__Supplied material__
--- Begin ---

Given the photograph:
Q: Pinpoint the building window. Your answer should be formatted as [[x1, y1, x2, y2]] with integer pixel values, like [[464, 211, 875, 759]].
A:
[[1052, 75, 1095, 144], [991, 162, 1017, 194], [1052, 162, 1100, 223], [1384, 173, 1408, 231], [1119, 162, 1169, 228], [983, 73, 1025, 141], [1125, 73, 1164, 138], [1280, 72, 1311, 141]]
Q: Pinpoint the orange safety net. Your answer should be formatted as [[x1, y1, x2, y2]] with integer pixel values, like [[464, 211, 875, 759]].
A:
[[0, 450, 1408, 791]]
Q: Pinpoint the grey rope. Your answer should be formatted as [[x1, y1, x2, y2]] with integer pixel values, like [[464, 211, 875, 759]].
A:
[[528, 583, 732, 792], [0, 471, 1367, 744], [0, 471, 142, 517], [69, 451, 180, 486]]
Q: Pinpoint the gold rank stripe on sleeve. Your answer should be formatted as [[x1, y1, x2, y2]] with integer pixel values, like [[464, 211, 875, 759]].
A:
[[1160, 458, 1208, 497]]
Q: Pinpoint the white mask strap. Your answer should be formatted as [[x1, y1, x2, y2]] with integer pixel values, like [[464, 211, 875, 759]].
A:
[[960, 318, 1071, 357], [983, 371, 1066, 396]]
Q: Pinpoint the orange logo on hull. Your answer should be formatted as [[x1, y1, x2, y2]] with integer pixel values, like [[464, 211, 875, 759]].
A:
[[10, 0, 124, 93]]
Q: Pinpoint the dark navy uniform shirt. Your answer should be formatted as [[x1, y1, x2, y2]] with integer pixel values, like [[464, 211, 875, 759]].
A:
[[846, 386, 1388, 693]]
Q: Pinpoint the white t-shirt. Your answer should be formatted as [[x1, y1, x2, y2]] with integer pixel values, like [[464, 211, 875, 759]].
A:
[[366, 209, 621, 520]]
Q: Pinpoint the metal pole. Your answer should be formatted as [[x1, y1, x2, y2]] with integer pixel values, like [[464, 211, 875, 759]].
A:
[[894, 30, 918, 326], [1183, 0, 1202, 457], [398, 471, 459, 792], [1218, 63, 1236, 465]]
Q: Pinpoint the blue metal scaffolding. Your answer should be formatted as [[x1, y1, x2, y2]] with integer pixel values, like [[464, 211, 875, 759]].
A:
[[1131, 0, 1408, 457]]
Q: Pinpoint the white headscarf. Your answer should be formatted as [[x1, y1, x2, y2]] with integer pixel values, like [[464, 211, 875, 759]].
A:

--- End ---

__What is expected__
Reproduce all of the items above word for word, with no changes.

__Task output__
Given the photograph:
Q: Pinpoint the building window. Your answer should be formatted as [[x1, y1, x2, y2]] with integer pixel values, like [[464, 211, 875, 759]].
A:
[[1052, 75, 1095, 144], [991, 162, 1017, 194], [1052, 162, 1100, 223], [1384, 173, 1408, 231], [1119, 162, 1169, 228], [983, 73, 1025, 141], [1125, 73, 1164, 138], [1280, 72, 1311, 141]]
Q: Pinpoint the orange safety net. Your answer should be formatted as [[x1, y1, x2, y2]] with integer pixel values, like [[464, 211, 875, 759]].
A:
[[0, 450, 1408, 791]]
Q: Pinpoint the grey rope. Your answer should be formatted as [[x1, y1, x2, y2]] with integer pixel values, like [[464, 211, 875, 759]].
A:
[[528, 583, 732, 792], [0, 471, 1367, 744], [0, 471, 142, 517], [69, 451, 180, 486]]
Q: Pinpoint the gold rank stripe on sleeve. Your answer should be formatted as [[x1, y1, x2, y2]] with integer pixel values, like [[464, 211, 875, 759]].
A:
[[1160, 458, 1208, 497]]
Q: Pinpoint the white mask strap. Your answer should be formatted as [[x1, y1, x2, y2]] with integer pixel values, like [[464, 211, 875, 759]].
A:
[[960, 318, 1071, 357], [983, 371, 1066, 396]]
Q: Pinpoint the orange logo on hull. Your answer should be formatted as [[x1, y1, x2, y2]] with integer pixel values, like [[464, 211, 875, 759]].
A:
[[10, 0, 124, 93]]
Q: Pinpoint the dark navy uniform shirt. Your answer should be formatted as [[x1, y1, x2, y2]] with integer pixel values, like [[464, 211, 875, 759]].
A:
[[846, 386, 1388, 693]]
Q: Pinpoint the white t-shirt. Your answer should be formatted as [[x1, y1, x2, y2]] with integer pixel values, like [[464, 211, 875, 759]].
A:
[[366, 209, 621, 520]]
Q: Pinpoint the metal pole. Your answer should be formatted as [[x1, y1, x2, y2]] with integer pixel values, like [[464, 211, 875, 759]].
A:
[[894, 30, 918, 326], [1183, 0, 1202, 457], [398, 471, 459, 792], [1218, 63, 1236, 465]]
Q: Pinpoint the blue metal scaffolding. Your answer should be formatted as [[x1, y1, x2, y2]] with integer pixel values, like [[464, 211, 875, 759]].
A:
[[1131, 0, 1408, 457]]
Q: Pinpoint the white headscarf. Your answer should be formatted as [[x1, y1, x2, y2]] with integer pixel values, like [[464, 211, 875, 759]].
A:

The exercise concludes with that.